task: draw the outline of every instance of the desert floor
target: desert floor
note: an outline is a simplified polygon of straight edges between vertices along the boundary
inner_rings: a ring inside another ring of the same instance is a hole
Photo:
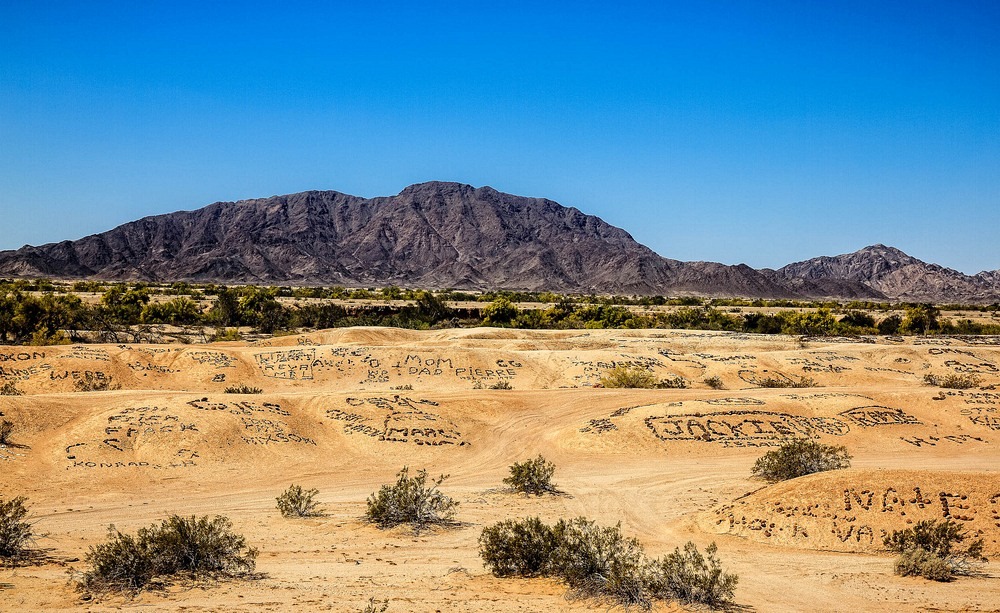
[[[688,389],[595,387],[620,364]],[[925,374],[975,373],[942,390]],[[79,392],[110,379],[116,391]],[[711,389],[718,376],[724,389]],[[762,388],[811,377],[809,388]],[[477,554],[505,518],[621,522],[651,556],[716,542],[747,611],[997,611],[998,566],[939,584],[893,575],[882,535],[950,517],[1000,554],[1000,339],[799,340],[672,330],[414,332],[354,328],[255,344],[0,348],[15,424],[0,498],[29,498],[44,562],[0,568],[0,610],[607,610],[544,579],[498,579]],[[512,390],[489,386],[505,380]],[[233,384],[264,390],[226,394]],[[409,389],[412,386],[412,389]],[[404,388],[404,389],[399,389]],[[754,460],[791,436],[845,445],[846,471],[766,486]],[[543,454],[565,495],[502,490]],[[366,524],[403,466],[449,474],[460,525]],[[325,515],[275,497],[318,488]],[[72,583],[109,524],[222,514],[262,578],[84,600]],[[660,604],[656,610],[679,609]]]

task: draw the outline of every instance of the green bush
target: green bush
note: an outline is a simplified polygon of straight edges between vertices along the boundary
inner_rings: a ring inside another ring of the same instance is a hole
[[[375,600],[375,597],[372,596],[368,599],[368,604],[365,605],[365,608],[361,611],[361,613],[385,613],[388,610],[388,600]]]
[[[510,381],[508,381],[506,379],[501,379],[500,381],[497,381],[496,383],[494,383],[493,385],[491,385],[490,389],[491,390],[512,390],[512,389],[514,389],[514,386],[512,386],[510,384]]]
[[[264,390],[259,387],[250,387],[249,385],[239,384],[230,385],[223,390],[226,394],[263,394]]]
[[[552,484],[552,475],[555,472],[556,465],[539,454],[532,460],[515,462],[510,467],[510,476],[503,482],[515,491],[541,496],[546,492],[556,491],[555,485]]]
[[[34,540],[31,523],[26,521],[28,508],[24,496],[11,500],[0,498],[0,558],[17,560]]]
[[[365,511],[368,521],[379,528],[411,524],[418,531],[430,525],[447,524],[454,517],[458,502],[438,490],[447,475],[428,485],[426,470],[411,477],[409,468],[403,467],[396,477],[396,483],[383,485],[368,498]]]
[[[794,439],[758,458],[752,472],[754,476],[774,483],[827,470],[848,468],[850,465],[851,456],[846,447]]]
[[[970,574],[986,562],[983,539],[964,545],[968,534],[951,520],[924,520],[905,530],[894,530],[883,539],[889,551],[900,554],[896,574],[920,576],[933,581],[950,581],[955,575]]]
[[[974,374],[959,373],[949,373],[944,376],[924,375],[924,384],[955,390],[967,390],[979,386],[979,377]]]
[[[584,517],[554,526],[538,518],[506,520],[483,529],[479,555],[497,577],[553,577],[571,593],[630,608],[655,600],[721,607],[732,600],[738,578],[723,571],[711,544],[703,555],[693,543],[650,560],[621,527]]]
[[[539,577],[550,571],[556,537],[537,517],[505,520],[483,529],[479,555],[497,577]]]
[[[236,577],[253,572],[257,550],[232,532],[223,516],[171,515],[133,536],[108,528],[108,540],[90,548],[82,589],[136,592],[157,577],[191,573]]]
[[[276,498],[282,517],[314,517],[321,515],[316,495],[319,490],[304,490],[301,485],[290,485]]]
[[[656,387],[658,381],[653,371],[644,366],[616,366],[604,373],[600,383],[602,387],[610,388],[652,389]]]

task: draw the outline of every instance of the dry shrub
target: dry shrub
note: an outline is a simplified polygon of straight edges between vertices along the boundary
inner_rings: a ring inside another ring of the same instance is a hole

########################################

Restate the entire listing word for word, excluding pictures.

**TASK RESPONSE**
task: draw the outline of every instance of the desert floor
target: desert floor
note: an outline is a simplified polygon of straight edges between vertices along the boundary
inner_rings: a ring inside another ring of the same instance is a hole
Photo:
[[[688,389],[595,387],[620,364]],[[925,374],[975,373],[942,390]],[[79,392],[110,379],[116,391]],[[711,389],[718,376],[724,389]],[[762,388],[811,377],[809,388]],[[477,554],[505,518],[621,522],[651,556],[716,542],[747,611],[997,611],[998,566],[939,584],[893,575],[882,535],[950,517],[1000,554],[1000,339],[799,340],[672,330],[414,332],[354,328],[255,344],[0,348],[15,424],[0,498],[29,498],[44,562],[0,568],[0,610],[607,610],[544,579],[498,579]],[[512,390],[489,386],[505,380]],[[233,384],[264,390],[226,394]],[[409,389],[412,386],[412,389]],[[404,388],[404,389],[399,389]],[[754,460],[791,436],[845,445],[846,471],[766,486]],[[543,454],[565,495],[502,490]],[[366,524],[403,466],[449,474],[460,525]],[[325,515],[275,497],[318,488]],[[72,583],[109,524],[222,514],[262,578],[84,600]],[[660,604],[656,610],[679,609]]]

task: draw the outline of every instance of the green bush
target: green bush
note: an outline is a simplified polygon of straight edges between vertices along the boundary
inner_rings: a ring inside another ring of the same instance is a hole
[[[375,600],[375,597],[372,596],[368,599],[368,604],[365,605],[365,608],[361,611],[361,613],[385,613],[388,610],[388,600]]]
[[[510,381],[508,381],[506,379],[501,379],[500,381],[497,381],[496,383],[494,383],[493,385],[491,385],[490,389],[491,390],[512,390],[512,389],[514,389],[514,386],[512,386],[510,384]]]
[[[264,390],[259,387],[250,387],[249,385],[239,384],[230,385],[223,390],[226,394],[263,394]]]
[[[552,484],[552,475],[555,472],[556,465],[539,454],[532,460],[515,462],[510,467],[510,476],[503,482],[515,491],[541,496],[546,492],[556,491],[555,485]]]
[[[34,540],[31,523],[26,521],[28,508],[24,496],[11,500],[0,498],[0,558],[17,560]]]
[[[365,511],[368,521],[379,528],[411,524],[418,531],[430,525],[447,524],[454,517],[458,502],[438,490],[447,475],[428,485],[426,470],[411,477],[409,468],[403,467],[396,477],[396,483],[383,485],[368,498]]]
[[[794,439],[758,458],[752,472],[754,476],[774,483],[827,470],[848,468],[850,465],[851,456],[846,447]]]
[[[970,574],[986,562],[983,539],[964,545],[968,534],[951,520],[924,520],[905,530],[894,530],[883,539],[889,551],[900,554],[896,574],[920,576],[933,581],[950,581],[955,575]]]
[[[974,374],[959,373],[949,373],[944,376],[924,375],[924,384],[955,390],[967,390],[979,386],[979,377]]]
[[[584,517],[554,526],[538,518],[506,520],[483,529],[479,555],[497,577],[553,577],[571,593],[630,608],[655,600],[721,607],[732,600],[738,578],[723,571],[711,544],[703,555],[693,543],[650,560],[621,527]]]
[[[539,577],[550,571],[556,537],[537,517],[505,520],[483,529],[479,555],[497,577]]]
[[[236,577],[253,572],[257,550],[232,532],[223,516],[171,515],[133,536],[108,528],[108,540],[90,548],[82,589],[136,592],[157,577],[191,573]]]
[[[276,498],[282,517],[314,517],[321,515],[316,495],[319,490],[304,490],[301,485],[290,485]]]
[[[656,387],[658,381],[653,371],[644,366],[616,366],[604,373],[600,383],[602,387],[610,388],[652,389]]]

task: draw the outline of every instance of the dry shrub
target: dry shrub
note: an outline is a simplified polygon of straight edges between vertices along the boundary
inner_rings: a ring inside another ring of the same instance is a hole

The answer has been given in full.